▶ **Written task**
Verbatim output of all the material below is required.

▶ **Data for processing**

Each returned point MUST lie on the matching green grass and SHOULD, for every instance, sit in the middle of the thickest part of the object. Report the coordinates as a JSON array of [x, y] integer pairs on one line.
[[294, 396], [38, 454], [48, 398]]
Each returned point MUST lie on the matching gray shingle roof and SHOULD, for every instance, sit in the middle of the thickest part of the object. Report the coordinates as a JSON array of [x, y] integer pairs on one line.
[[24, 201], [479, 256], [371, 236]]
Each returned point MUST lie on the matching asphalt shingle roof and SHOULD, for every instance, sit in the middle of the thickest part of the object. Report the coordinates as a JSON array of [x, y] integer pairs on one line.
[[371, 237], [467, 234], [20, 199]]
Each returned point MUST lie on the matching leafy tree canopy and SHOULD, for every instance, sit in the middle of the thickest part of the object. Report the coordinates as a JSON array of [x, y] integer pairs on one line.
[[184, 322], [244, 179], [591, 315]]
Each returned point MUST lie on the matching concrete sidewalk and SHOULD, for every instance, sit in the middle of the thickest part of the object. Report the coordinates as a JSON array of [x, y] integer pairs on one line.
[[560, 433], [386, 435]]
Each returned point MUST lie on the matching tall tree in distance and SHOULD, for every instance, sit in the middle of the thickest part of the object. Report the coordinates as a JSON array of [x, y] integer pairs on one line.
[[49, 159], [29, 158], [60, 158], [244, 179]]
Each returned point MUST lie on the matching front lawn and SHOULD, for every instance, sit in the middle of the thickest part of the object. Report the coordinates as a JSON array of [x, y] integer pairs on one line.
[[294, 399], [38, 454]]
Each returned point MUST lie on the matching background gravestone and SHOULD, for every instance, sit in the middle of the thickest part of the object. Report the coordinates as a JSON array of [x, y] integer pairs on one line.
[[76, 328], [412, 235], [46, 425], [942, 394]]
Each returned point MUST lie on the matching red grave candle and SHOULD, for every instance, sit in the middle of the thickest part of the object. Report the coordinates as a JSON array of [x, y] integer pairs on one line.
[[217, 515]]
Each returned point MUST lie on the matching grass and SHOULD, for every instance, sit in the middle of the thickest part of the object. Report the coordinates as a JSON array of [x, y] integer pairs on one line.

▶ **Result of this exercise**
Each returned point MUST lie on the matching green grass and SHOULD, for every instance, sit in the middle of the thickest part of the object. Report the coordinates as a JSON array of [x, y] integer pairs on one line.
[[294, 396], [38, 454], [48, 398]]
Each returned point MUST lie on the matching gray shingle roof and SHOULD, for every instance, sit in the middle of the thickest part of the object. Report the coordinates as a JSON array of [x, y] integer pairs on one line.
[[24, 201], [479, 256], [371, 236]]
Each returned point MUST lie on the matching asphalt shingle roof and SHOULD, for every instance, sit in the middle of the thickest part of the object. Report the coordinates as a JSON array of [x, y] integer pairs on one line.
[[371, 237], [467, 234], [20, 199]]
Each returned point MUST lie on the matching leafy tree canopy and SHOULD, for every instance, sit in the middle of the thickest part of the object. Report the coordinates as a JSON array of [x, y] integer pairs on one line.
[[184, 322], [244, 179], [591, 315]]
Each returned point MUST lie on the matching concrete sidewalk and SHOULD, for every instance, sit in the middle of the thickest part of the object. Report the coordinates as a JSON array of [x, y] integer pairs on one line.
[[560, 433], [386, 435]]
Each returned point MUST lie on the matching tall tree in distance and SHOULD, for every instance, sit in the middle of the thickest part of the object. Report the coordinates as a JSON array of [x, y] integer pairs on one line.
[[49, 159], [29, 158], [60, 158], [244, 179]]
Each returned point MUST lie on the matching front lawn and SHOULD, for every instance, sit in the middle of the thickest part of the object. Report the coordinates as a JSON array of [x, y] integer pairs on one line.
[[294, 399], [38, 454]]
Each returned point MUST lie on the matching background gravestone and SHOULD, for every instance, sit in the middle of the thickest part of the object. Report the coordinates as a JSON array of [x, y] integer pairs on one line.
[[76, 328], [412, 235], [46, 425], [942, 394]]
Each returned point MUST lie on the matching red grave candle and SHOULD, for every instance, sit in the middle of the thickest part of the object. Report the coordinates as a JSON array of [x, y] integer pairs on one line.
[[217, 515]]
Each returned point MUST lie on the matching grass and SHOULD, for every instance, sit in the middle of the thickest part of the object. Report the coordinates as a JSON array of [x, y] integer pairs on one line.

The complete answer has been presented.